[Image point grounding data]
* * * * * * *

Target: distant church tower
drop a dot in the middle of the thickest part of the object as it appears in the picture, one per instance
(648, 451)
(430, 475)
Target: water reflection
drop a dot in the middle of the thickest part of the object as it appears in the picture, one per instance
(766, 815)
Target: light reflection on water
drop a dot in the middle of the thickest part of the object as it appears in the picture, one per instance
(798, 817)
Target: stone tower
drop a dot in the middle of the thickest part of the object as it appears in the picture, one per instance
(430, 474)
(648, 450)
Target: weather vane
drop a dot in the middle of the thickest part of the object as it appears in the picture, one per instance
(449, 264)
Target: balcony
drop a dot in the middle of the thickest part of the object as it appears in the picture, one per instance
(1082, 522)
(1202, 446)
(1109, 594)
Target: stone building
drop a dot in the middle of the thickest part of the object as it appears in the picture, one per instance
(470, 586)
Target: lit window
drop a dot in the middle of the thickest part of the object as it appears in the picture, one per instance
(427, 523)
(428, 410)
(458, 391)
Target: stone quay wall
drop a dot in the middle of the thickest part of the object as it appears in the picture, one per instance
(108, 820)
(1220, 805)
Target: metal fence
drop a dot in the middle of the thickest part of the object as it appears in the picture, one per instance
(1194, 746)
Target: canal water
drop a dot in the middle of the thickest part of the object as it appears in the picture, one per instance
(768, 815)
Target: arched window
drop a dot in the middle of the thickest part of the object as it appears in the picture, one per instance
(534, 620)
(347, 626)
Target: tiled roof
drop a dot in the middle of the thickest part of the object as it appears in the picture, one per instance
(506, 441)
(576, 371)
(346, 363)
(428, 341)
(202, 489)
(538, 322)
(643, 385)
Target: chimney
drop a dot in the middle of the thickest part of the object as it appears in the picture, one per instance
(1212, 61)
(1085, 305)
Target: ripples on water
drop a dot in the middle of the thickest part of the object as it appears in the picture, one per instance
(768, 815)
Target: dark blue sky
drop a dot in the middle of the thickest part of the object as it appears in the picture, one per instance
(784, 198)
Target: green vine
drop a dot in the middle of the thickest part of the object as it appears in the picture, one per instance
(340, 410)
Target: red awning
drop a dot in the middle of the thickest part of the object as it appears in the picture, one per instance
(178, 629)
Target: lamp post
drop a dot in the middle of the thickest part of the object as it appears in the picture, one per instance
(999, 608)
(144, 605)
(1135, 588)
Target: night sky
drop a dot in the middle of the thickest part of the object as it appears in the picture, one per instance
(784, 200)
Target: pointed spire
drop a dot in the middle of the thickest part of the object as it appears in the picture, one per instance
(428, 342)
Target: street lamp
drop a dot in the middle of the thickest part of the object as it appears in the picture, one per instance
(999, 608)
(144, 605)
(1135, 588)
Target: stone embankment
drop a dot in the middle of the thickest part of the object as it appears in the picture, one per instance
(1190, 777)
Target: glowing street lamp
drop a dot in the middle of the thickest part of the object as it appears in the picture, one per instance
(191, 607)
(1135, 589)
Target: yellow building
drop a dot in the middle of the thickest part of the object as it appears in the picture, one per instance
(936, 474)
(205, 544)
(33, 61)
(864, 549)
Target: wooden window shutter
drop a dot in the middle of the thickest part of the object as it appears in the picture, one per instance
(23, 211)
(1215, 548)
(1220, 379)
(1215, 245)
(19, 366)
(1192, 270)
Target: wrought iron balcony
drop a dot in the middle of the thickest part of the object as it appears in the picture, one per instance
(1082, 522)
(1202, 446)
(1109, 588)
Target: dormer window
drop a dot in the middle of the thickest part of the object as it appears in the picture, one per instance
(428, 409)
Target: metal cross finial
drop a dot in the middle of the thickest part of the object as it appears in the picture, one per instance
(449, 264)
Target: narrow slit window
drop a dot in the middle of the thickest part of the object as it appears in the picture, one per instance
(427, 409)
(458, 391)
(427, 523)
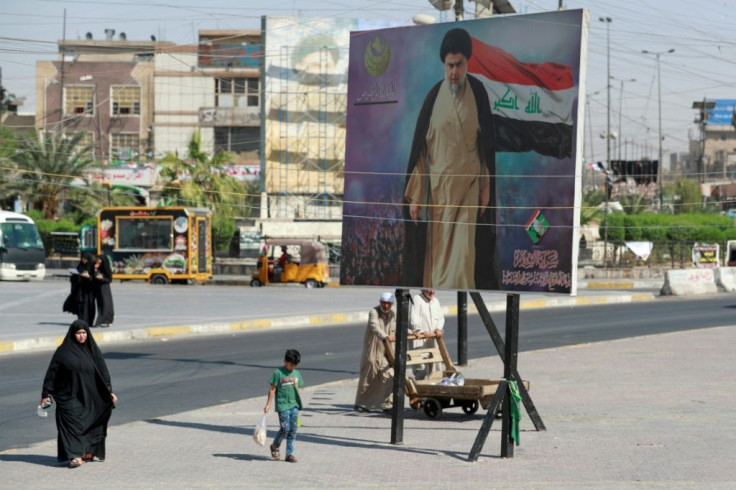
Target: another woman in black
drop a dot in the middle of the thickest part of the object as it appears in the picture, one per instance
(81, 300)
(103, 294)
(78, 381)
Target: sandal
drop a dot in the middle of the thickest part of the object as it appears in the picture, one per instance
(275, 452)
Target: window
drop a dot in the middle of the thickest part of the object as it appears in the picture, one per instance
(253, 92)
(237, 139)
(86, 141)
(20, 235)
(236, 92)
(79, 100)
(126, 101)
(124, 146)
(144, 234)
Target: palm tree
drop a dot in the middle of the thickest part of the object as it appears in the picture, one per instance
(45, 165)
(200, 181)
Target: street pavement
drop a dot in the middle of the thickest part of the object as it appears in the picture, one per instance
(654, 411)
(32, 317)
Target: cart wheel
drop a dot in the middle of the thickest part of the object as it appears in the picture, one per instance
(432, 408)
(159, 279)
(470, 406)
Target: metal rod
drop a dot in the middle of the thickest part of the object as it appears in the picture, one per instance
(402, 327)
(462, 328)
(509, 370)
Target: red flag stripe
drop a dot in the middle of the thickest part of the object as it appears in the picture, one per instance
(497, 64)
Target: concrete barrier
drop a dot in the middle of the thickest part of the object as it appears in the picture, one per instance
(726, 278)
(688, 282)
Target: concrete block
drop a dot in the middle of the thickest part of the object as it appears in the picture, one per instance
(688, 282)
(726, 278)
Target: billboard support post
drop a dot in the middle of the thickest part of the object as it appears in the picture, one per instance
(462, 328)
(509, 354)
(402, 328)
(498, 342)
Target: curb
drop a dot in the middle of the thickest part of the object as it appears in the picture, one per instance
(103, 336)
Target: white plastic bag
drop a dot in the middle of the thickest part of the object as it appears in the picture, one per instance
(259, 434)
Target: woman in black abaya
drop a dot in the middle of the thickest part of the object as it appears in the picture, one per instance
(81, 300)
(103, 294)
(78, 381)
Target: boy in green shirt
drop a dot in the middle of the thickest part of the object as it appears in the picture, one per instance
(285, 383)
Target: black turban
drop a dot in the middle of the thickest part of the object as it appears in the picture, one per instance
(456, 41)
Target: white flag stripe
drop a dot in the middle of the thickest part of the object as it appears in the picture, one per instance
(528, 102)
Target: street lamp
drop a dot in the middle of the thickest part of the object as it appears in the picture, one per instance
(659, 97)
(620, 108)
(608, 21)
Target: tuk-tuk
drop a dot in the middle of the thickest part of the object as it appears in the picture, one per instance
(292, 261)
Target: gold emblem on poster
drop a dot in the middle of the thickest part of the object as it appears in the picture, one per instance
(376, 57)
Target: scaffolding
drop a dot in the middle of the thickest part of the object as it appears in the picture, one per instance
(305, 147)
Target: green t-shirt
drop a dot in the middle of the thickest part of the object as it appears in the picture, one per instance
(286, 394)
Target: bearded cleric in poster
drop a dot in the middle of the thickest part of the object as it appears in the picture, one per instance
(451, 179)
(462, 168)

* * * * * * *

_What the task requires_
Using the entries above, repeat only the lines from the one containing "Target: wooden window shutter" through the one containing "Target: dormer window", end lines included.

_Task answer_
Target: wooden window shutter
drop a dot in the middle of the thickest part of the object as it appears in the picture, one per instance
(23, 211)
(1215, 548)
(1220, 379)
(1215, 245)
(19, 366)
(1192, 270)
Target: wrought iron balcony
drop a dot in the middle of the thickest part of the object as it appears in the picture, one per instance
(1082, 522)
(1202, 446)
(1109, 588)
Target: dormer window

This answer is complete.